## [Exercise]
Return every one of the following entries verbatim, reproducing each line without any change.

## [Data provided]
>> start

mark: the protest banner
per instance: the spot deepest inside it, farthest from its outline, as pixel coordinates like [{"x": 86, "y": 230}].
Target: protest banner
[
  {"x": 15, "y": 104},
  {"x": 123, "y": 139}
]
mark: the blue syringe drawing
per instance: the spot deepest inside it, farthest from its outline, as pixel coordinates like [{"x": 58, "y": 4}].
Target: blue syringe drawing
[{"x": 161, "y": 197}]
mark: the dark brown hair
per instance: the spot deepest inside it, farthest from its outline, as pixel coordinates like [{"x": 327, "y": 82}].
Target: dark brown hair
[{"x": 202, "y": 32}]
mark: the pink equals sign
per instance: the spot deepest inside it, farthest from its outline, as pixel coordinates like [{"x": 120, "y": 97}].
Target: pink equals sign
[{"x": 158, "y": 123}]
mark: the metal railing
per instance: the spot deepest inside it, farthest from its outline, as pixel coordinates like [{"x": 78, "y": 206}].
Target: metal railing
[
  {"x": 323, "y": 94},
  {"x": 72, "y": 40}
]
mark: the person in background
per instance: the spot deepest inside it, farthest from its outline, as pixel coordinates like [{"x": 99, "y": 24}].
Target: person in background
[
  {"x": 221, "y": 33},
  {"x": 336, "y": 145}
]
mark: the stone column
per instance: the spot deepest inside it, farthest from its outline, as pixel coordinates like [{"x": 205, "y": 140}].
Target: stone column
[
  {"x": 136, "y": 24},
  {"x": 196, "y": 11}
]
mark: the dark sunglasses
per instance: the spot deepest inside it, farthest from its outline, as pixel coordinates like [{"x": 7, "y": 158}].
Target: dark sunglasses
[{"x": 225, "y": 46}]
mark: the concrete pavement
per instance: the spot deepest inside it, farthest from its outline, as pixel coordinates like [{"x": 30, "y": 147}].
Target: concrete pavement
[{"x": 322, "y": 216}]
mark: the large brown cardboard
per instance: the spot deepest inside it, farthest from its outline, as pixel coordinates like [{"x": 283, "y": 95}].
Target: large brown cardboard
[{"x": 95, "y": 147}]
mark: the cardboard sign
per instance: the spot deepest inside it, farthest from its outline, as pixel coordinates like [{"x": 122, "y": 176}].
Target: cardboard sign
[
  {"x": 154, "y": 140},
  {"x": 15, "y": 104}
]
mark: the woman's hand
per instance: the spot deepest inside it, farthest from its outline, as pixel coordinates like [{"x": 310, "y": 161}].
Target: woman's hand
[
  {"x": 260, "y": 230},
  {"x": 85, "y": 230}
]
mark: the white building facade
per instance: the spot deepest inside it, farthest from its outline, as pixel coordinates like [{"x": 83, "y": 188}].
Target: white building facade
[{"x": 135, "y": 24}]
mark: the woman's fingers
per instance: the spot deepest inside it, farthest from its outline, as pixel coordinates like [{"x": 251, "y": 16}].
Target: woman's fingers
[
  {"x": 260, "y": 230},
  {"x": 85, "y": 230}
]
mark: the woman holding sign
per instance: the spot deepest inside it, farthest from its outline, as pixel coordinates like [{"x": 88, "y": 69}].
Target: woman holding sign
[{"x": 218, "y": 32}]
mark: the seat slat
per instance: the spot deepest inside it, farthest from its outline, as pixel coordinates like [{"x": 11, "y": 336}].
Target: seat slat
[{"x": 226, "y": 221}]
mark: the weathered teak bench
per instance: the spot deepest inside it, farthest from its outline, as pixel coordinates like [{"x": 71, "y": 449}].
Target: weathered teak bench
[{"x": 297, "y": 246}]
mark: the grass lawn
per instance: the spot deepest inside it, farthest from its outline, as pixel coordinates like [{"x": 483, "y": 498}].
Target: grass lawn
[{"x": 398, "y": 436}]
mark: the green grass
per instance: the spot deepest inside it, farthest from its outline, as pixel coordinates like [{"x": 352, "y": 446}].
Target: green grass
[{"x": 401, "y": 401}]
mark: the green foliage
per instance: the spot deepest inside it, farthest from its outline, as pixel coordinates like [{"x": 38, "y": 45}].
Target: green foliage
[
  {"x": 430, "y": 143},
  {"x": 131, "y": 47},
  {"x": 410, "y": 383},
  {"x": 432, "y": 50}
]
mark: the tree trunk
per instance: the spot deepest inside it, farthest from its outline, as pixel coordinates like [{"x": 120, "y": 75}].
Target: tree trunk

>> end

## [Correct output]
mark: the protest banner
per instance: the spot deepest inside it, farthest from its outline, as pixel coordinates like [{"x": 86, "y": 230}].
Target: protest banner
[
  {"x": 15, "y": 104},
  {"x": 123, "y": 139}
]
mark: the blue syringe drawing
per instance: the spot deepest inside it, farthest from its outline, as pixel coordinates like [{"x": 58, "y": 4}].
Target: blue syringe drawing
[{"x": 161, "y": 197}]
mark: the dark brown hair
per instance: the spot deepest inside it, farthest from its outline, as pixel coordinates like [{"x": 327, "y": 82}].
Target: dark brown hair
[{"x": 202, "y": 32}]
mark: the pink equals sign
per instance: the spot deepest inside it, farthest from its outline, as pixel coordinates like [{"x": 120, "y": 97}].
Target: pink equals sign
[{"x": 158, "y": 123}]
mark: the metal railing
per instance: the spot deepest inside it, farthest from its outline, as pixel coordinates like [{"x": 78, "y": 206}].
Target: metal railing
[
  {"x": 323, "y": 94},
  {"x": 72, "y": 40}
]
mark: the person in background
per instance: the spot deepest inside it, farthest from its outline, as pixel coordinates like [{"x": 99, "y": 24}].
Target: person in background
[
  {"x": 221, "y": 33},
  {"x": 336, "y": 145}
]
mark: the stone column
per instance: the spot deepest inside it, farthest from its outline, as pixel coordinates like [{"x": 205, "y": 140}].
Target: stone column
[
  {"x": 136, "y": 24},
  {"x": 196, "y": 11}
]
mark: the dark sunglasses
per instance: the spot deepest inside it, farthest from its outline, as pixel coordinates like [{"x": 7, "y": 158}].
Target: dark sunglasses
[{"x": 225, "y": 46}]
mark: the concrete pavement
per instance: the spot deepest inside it, farthest from its outline, as pixel coordinates like [{"x": 30, "y": 147}].
Target: concrete pavement
[{"x": 322, "y": 216}]
mark: the large brown cardboard
per instance: the spot deepest inside it, farthest from its outline, as pixel coordinates like [{"x": 283, "y": 95}].
Target: large brown cardboard
[{"x": 95, "y": 147}]
mark: the cardboard sign
per instance: the spot deepest inside it, farthest from its outline, as pixel coordinates like [{"x": 122, "y": 176}].
Target: cardboard sign
[
  {"x": 154, "y": 140},
  {"x": 15, "y": 104}
]
mark: the woman's hand
per instance: the spot deepest inside it, farthest from its outline, as pixel coordinates like [{"x": 310, "y": 161}].
Target: woman's hand
[
  {"x": 260, "y": 230},
  {"x": 85, "y": 230}
]
mark: the white building facade
per instance: the spot deepest inside it, farthest from its outline, as pixel coordinates like [{"x": 83, "y": 188}].
Target: white building facade
[{"x": 135, "y": 24}]
mark: the woman's fingers
per instance: the spot deepest inside it, farthest from its outline, as pixel coordinates like [{"x": 251, "y": 16}].
Target: woman's fingers
[
  {"x": 260, "y": 230},
  {"x": 85, "y": 230}
]
mark: the woman holding sign
per instance: the spot deepest inside it, farthest from its outline, as pixel coordinates like [{"x": 88, "y": 69}].
Target: woman holding sign
[{"x": 218, "y": 32}]
mark: the seat slat
per instance: the spot deepest inside it, farthest from its outline, as pixel coordinates like [{"x": 11, "y": 336}].
Target: seat slat
[{"x": 226, "y": 221}]
mark: the weathered teak bench
per instance: the spot deepest inside it, farthest from its outline, as pixel coordinates like [{"x": 71, "y": 449}].
Target: weathered teak bench
[{"x": 297, "y": 246}]
mark: the grass lawn
per instance: the spot deepest inside it, farthest from its outline, as pixel coordinates like [{"x": 483, "y": 498}].
Target: grass lawn
[{"x": 398, "y": 436}]
mark: the green grass
per instance: the spot deepest inside it, farthest from its outline, as pixel coordinates like [{"x": 352, "y": 446}].
Target: green grass
[{"x": 401, "y": 401}]
mark: the green foliage
per instance: the spot deepest inside it, farthest from its outline, as pixel coordinates like [{"x": 38, "y": 45}].
Target: green foliage
[
  {"x": 430, "y": 143},
  {"x": 131, "y": 47},
  {"x": 410, "y": 383},
  {"x": 432, "y": 50}
]
mark: the tree trunk
per instance: the spot deepest inside it, farthest from its outline, as pixel coordinates like [{"x": 120, "y": 75}].
Target: tree trunk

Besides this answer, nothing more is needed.